■ Your task: Count the lines in the items below that contain the string "foliage", with case counting. Reply with the number alone.

■ Stored records:
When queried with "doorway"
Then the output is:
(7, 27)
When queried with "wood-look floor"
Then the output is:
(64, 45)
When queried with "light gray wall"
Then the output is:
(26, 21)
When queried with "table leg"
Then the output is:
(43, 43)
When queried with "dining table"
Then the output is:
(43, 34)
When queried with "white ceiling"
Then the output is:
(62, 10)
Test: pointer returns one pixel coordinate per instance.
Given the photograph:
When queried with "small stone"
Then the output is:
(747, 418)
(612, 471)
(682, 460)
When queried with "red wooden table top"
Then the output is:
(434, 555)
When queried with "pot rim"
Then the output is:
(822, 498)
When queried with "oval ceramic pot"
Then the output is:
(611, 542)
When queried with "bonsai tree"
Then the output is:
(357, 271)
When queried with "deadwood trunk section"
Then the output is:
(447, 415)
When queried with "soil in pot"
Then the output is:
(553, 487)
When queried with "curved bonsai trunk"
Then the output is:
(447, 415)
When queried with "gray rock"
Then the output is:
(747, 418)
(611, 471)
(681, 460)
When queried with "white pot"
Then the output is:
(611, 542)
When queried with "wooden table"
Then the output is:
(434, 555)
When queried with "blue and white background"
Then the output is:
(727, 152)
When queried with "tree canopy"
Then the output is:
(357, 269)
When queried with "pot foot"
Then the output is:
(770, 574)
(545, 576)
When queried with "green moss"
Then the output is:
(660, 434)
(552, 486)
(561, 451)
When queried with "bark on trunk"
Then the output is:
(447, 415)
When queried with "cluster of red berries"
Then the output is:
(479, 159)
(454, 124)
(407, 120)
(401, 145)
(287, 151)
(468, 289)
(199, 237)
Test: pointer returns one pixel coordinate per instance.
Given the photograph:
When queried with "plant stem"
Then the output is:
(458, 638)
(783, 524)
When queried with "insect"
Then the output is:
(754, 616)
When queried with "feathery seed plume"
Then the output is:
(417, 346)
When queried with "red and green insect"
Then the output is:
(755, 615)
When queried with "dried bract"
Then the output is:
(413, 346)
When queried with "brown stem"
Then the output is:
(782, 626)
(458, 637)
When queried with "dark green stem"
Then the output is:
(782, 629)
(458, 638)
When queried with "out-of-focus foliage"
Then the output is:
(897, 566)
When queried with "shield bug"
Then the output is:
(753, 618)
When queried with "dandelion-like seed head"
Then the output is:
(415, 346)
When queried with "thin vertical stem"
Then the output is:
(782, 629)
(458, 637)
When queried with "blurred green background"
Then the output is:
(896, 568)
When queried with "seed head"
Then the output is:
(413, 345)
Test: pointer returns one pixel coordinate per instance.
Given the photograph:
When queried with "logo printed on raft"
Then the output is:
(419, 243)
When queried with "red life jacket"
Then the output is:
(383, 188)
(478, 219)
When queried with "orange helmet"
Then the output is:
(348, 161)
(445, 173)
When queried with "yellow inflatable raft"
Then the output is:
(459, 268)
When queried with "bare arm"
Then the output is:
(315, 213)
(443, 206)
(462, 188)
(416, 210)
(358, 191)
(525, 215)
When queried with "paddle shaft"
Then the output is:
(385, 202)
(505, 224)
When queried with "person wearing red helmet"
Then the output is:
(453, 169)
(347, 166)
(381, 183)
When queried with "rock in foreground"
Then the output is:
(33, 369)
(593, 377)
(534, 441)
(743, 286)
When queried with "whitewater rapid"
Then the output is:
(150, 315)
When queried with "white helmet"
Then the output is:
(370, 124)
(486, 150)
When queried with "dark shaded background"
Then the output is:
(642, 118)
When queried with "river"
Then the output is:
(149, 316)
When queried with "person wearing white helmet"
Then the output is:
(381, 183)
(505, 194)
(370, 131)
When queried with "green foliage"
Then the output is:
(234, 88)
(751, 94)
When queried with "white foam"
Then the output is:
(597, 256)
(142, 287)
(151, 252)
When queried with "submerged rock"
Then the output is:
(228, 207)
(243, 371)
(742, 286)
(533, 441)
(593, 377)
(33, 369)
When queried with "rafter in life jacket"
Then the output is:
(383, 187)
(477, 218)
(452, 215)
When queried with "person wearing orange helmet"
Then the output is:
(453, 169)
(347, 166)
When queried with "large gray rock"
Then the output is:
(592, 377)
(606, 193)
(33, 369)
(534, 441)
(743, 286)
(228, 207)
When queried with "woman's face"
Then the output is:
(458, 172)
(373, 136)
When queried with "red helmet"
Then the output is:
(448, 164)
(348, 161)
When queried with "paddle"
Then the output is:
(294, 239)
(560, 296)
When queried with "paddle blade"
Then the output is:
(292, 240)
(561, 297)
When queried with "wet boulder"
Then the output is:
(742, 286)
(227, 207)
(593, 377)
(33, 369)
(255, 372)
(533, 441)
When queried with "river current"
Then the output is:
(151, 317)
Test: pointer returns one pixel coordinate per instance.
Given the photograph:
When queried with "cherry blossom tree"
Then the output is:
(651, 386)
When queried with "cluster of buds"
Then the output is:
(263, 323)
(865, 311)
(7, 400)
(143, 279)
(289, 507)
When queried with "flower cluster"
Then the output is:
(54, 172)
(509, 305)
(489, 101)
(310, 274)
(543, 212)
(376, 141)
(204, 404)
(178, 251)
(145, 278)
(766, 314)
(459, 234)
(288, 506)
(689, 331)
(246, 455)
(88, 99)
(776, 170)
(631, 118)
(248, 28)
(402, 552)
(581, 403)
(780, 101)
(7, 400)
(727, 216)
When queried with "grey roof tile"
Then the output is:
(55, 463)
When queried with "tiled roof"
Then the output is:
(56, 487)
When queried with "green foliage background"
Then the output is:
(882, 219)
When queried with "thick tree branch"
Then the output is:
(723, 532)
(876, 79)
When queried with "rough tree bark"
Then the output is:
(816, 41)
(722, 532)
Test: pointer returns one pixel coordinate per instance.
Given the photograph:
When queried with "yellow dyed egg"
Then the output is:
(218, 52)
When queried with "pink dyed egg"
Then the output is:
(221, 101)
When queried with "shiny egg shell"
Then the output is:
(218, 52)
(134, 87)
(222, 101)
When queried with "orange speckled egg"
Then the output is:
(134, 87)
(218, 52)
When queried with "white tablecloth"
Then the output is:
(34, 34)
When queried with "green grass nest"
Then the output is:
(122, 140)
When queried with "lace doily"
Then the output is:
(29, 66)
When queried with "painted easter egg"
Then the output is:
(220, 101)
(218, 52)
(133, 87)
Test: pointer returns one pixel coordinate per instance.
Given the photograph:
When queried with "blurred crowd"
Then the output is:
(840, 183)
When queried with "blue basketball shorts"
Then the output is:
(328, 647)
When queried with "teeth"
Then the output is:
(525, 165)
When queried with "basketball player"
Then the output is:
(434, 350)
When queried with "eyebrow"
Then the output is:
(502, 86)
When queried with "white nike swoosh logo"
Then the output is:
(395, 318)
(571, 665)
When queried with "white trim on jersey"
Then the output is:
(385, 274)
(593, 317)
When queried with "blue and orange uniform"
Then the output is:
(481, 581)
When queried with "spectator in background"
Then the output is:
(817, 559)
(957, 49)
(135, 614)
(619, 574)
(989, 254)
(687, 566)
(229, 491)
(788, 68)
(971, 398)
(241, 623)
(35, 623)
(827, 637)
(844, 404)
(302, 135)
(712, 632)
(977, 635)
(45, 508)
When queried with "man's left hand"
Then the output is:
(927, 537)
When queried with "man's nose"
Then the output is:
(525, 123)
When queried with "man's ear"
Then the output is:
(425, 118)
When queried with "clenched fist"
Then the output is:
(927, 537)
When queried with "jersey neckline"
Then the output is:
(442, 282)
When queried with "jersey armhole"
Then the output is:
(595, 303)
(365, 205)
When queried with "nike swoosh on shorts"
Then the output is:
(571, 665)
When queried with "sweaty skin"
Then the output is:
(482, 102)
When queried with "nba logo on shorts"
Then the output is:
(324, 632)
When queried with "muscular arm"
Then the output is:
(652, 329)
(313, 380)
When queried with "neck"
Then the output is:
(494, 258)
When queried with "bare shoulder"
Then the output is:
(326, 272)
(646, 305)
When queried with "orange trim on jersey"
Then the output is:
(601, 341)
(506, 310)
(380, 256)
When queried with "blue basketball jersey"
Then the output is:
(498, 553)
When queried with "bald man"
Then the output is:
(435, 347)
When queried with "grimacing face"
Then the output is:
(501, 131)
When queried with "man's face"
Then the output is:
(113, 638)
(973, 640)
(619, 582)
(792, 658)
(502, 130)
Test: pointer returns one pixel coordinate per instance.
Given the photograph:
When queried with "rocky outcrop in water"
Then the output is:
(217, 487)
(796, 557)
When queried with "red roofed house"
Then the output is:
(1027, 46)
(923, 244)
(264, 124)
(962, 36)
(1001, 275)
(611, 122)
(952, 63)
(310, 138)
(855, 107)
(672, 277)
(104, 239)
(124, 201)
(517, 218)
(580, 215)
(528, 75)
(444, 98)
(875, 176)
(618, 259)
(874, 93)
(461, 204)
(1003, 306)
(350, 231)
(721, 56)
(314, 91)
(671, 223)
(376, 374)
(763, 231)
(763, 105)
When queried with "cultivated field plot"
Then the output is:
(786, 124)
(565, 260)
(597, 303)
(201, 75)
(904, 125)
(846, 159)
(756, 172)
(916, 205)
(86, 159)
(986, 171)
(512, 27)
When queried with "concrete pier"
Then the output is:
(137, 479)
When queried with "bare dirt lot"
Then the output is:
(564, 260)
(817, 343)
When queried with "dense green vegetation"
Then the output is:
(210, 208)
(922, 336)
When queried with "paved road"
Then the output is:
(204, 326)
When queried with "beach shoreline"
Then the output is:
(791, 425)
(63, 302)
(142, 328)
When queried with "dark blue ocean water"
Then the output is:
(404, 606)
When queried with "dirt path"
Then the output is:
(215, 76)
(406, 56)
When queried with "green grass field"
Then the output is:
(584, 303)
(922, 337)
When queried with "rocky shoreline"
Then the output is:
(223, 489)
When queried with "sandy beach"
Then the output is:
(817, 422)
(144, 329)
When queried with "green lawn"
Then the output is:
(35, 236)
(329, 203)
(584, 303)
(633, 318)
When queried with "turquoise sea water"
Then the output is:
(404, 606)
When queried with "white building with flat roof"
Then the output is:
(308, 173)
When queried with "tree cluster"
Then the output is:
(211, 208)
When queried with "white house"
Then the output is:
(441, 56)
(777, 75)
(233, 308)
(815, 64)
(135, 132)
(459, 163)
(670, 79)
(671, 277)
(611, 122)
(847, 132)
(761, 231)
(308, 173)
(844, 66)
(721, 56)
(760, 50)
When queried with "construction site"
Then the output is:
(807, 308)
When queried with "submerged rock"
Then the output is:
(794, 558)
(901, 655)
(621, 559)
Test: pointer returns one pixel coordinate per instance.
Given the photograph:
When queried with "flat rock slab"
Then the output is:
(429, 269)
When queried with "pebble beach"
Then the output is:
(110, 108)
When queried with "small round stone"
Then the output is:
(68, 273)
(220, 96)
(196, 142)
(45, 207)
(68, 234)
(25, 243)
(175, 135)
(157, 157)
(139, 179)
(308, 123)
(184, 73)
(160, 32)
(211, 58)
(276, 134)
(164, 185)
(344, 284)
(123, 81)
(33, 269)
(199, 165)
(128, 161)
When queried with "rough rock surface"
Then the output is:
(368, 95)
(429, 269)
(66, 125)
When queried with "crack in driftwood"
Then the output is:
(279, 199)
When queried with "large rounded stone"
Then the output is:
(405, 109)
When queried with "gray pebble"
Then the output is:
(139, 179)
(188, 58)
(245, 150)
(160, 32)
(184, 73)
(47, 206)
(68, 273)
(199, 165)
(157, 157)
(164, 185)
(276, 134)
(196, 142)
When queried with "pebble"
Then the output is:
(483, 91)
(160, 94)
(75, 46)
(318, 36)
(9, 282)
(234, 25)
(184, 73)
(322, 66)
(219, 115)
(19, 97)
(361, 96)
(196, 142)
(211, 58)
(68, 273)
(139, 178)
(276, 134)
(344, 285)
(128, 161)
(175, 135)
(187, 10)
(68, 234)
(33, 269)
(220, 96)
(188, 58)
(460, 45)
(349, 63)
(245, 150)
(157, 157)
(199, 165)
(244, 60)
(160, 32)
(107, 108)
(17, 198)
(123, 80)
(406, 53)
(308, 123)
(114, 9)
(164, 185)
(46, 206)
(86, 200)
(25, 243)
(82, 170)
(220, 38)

■ Final result: 3